Saved entries
[Start of Attachment]

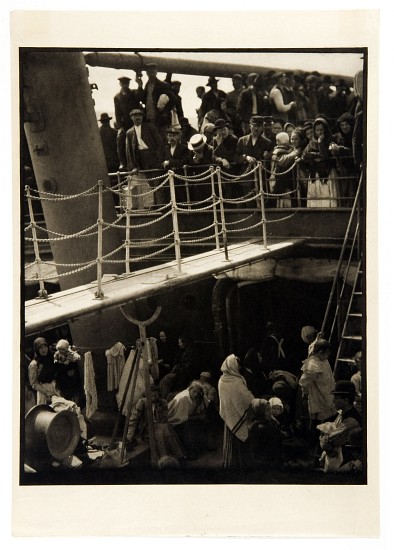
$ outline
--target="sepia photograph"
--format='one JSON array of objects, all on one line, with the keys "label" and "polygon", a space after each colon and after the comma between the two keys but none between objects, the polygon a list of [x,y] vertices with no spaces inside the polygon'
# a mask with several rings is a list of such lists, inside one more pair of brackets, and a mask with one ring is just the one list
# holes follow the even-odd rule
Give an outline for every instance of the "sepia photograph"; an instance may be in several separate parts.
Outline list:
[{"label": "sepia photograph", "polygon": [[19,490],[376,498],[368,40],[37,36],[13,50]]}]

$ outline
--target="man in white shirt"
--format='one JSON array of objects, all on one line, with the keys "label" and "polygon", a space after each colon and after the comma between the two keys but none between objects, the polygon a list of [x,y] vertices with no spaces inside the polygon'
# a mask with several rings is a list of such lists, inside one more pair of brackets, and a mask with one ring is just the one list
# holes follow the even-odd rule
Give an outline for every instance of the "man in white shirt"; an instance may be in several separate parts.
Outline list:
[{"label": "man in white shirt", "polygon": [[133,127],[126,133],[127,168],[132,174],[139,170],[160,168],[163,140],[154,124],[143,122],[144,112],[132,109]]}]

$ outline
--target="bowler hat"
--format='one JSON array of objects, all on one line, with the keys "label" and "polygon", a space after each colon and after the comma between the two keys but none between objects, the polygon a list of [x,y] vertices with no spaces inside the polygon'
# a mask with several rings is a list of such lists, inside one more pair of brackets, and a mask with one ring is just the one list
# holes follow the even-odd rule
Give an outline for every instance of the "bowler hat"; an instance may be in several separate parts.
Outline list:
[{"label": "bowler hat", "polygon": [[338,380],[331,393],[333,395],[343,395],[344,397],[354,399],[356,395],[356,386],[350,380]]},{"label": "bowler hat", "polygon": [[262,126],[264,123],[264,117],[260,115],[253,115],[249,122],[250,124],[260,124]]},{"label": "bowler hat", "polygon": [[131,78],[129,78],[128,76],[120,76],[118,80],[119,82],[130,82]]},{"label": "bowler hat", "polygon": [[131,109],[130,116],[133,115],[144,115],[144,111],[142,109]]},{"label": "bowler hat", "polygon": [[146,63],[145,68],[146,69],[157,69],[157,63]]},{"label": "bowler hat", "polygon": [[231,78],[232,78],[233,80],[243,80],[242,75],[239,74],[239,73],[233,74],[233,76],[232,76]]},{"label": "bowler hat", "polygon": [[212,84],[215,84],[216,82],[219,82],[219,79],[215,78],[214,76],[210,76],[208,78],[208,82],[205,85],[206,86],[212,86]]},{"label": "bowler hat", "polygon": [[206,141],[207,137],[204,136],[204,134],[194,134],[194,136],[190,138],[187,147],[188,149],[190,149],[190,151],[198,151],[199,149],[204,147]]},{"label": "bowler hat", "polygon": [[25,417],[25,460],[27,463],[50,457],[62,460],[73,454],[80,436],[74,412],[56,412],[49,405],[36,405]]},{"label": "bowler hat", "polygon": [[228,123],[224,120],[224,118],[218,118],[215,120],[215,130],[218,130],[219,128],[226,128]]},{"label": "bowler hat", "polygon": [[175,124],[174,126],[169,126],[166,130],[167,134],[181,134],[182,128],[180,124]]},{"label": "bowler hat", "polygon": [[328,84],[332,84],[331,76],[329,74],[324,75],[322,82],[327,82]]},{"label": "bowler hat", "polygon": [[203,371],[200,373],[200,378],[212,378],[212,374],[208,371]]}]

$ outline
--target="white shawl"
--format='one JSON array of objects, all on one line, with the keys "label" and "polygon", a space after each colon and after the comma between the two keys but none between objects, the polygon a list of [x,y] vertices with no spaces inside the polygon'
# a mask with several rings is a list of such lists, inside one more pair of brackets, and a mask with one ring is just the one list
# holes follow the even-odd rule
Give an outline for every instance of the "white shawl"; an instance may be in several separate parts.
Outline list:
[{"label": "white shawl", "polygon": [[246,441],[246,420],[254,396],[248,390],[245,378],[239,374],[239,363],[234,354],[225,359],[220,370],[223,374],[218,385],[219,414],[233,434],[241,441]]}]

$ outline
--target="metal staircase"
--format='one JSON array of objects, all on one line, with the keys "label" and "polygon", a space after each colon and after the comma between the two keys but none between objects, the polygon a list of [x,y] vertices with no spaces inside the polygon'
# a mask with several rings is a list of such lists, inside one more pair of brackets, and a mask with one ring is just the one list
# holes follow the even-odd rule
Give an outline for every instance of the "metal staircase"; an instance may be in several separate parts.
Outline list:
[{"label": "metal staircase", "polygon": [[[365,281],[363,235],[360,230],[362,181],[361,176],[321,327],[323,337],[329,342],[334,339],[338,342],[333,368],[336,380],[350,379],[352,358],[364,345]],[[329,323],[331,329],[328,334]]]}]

[End of Attachment]

◆ **WORK REQUEST**
Return every record exactly, minus the pictures.

◆ **PROBLEM SOLUTION**
$ outline
--target="sepia photograph"
--format='one JSON array of objects, all on one line, with the keys "label" and "polygon", a space after each colon and after the comma between the two keys but none between objects, the polygon a list of [x,y] vertices with no spaces inside the polygon'
# a mask with several rings is a list of such lists, inside one more pair of brackets, and a mask with one ring is just the one list
# holes follow the even-odd rule
Give an outline for every instance of the "sepia photograph"; an instance may be in several separate parts.
Outline list:
[{"label": "sepia photograph", "polygon": [[19,490],[376,498],[368,40],[37,36],[13,50]]}]

$ outline
--target="man in white shirt"
--format='one JSON array of objects, all on one line, with the keys "label" and "polygon", a space after each colon and after the comma between the two keys but none between objects, the polygon a list of [x,y] vertices with no spaces inside the polygon'
# a mask with several rings is a list of such lists, inside one more pair of brackets, and a mask with one ring is just the one list
# holes follow the even-odd rule
Give an outline for every instance of the "man in white shirt"; an instance may be in several separate parts.
Outline list:
[{"label": "man in white shirt", "polygon": [[133,127],[126,133],[127,168],[132,174],[139,170],[160,168],[163,140],[154,124],[143,122],[144,112],[132,109]]}]

$ outline
--target="bowler hat"
--format='one JSON array of objects, all on one line, with the keys "label" and "polygon", a space after each colon and after the comma between the two keys but none between objects, the polygon a list of [x,y] vertices with no spaces inside the polygon'
# a mask with several rings is a list of such lists, inside one more pair of brackets, and a mask with one ring is just the one list
# holes follow the even-odd rule
Give an outline for every instance of the "bowler hat"; an instance may be in several separate parts.
Outline list:
[{"label": "bowler hat", "polygon": [[338,380],[331,393],[333,395],[343,395],[344,397],[354,399],[356,395],[356,386],[350,380]]},{"label": "bowler hat", "polygon": [[262,126],[264,123],[264,117],[260,115],[253,115],[249,122],[250,124],[260,124]]},{"label": "bowler hat", "polygon": [[131,78],[129,78],[128,76],[120,76],[118,80],[119,82],[130,82]]},{"label": "bowler hat", "polygon": [[131,109],[130,116],[133,115],[144,115],[144,111],[142,109]]},{"label": "bowler hat", "polygon": [[146,63],[145,68],[146,69],[157,69],[157,63]]},{"label": "bowler hat", "polygon": [[231,78],[232,78],[233,80],[243,80],[242,75],[239,74],[239,73],[233,74],[233,76],[232,76]]},{"label": "bowler hat", "polygon": [[212,84],[215,84],[216,82],[219,82],[219,79],[215,78],[214,76],[210,76],[208,78],[208,82],[205,85],[206,86],[212,86]]},{"label": "bowler hat", "polygon": [[206,141],[207,137],[204,136],[204,134],[194,134],[194,136],[190,138],[187,147],[188,149],[190,149],[190,151],[198,151],[199,149],[204,147]]},{"label": "bowler hat", "polygon": [[25,417],[25,460],[27,463],[50,457],[62,460],[73,454],[80,436],[74,412],[56,412],[49,405],[36,405]]},{"label": "bowler hat", "polygon": [[228,123],[224,120],[224,118],[218,118],[215,120],[215,130],[218,130],[219,128],[226,128]]},{"label": "bowler hat", "polygon": [[175,124],[174,126],[169,126],[166,130],[167,134],[181,134],[182,128],[180,124]]},{"label": "bowler hat", "polygon": [[328,84],[332,84],[331,76],[329,74],[324,75],[322,82],[327,82]]},{"label": "bowler hat", "polygon": [[203,371],[200,373],[200,378],[212,378],[212,374],[208,371]]}]

$ outline
--target="white shawl"
--format='one JSON array of objects, all on one line, with the keys "label" and "polygon", a space after each colon and after the comma between the two keys but none between objects, the polygon a list of [x,y] vertices with no spaces inside the polygon'
# a mask with several rings is a list of such lists, inside one more pair of brackets, and a mask with one ring is just the one list
# holes follow the even-odd rule
Give an outline for every instance of the "white shawl"; an instance may be in several separate parts.
Outline list:
[{"label": "white shawl", "polygon": [[246,441],[246,420],[254,396],[248,390],[245,378],[239,374],[239,363],[234,354],[225,359],[220,370],[223,374],[218,385],[219,414],[233,434],[241,441]]}]

$ outline
--target="metal staircase"
--format='one JSON array of objects, all on one line, with the keys "label" and "polygon", a space after each colon and after the comma between the two keys but none between objects, the polygon a list of [x,y] vertices with no spaces inside the polygon'
# a mask with several rings is a list of such lists, inside one more pair of brackets, and a mask with one ring is just the one list
# holes follow the even-odd rule
Give an outline for every instance of the "metal staircase"; an instance may be in several separate parts.
Outline list:
[{"label": "metal staircase", "polygon": [[[365,281],[363,235],[360,230],[362,181],[361,176],[321,327],[323,337],[329,342],[334,339],[338,342],[333,368],[336,380],[350,379],[352,358],[364,345]],[[329,323],[331,329],[328,334]]]}]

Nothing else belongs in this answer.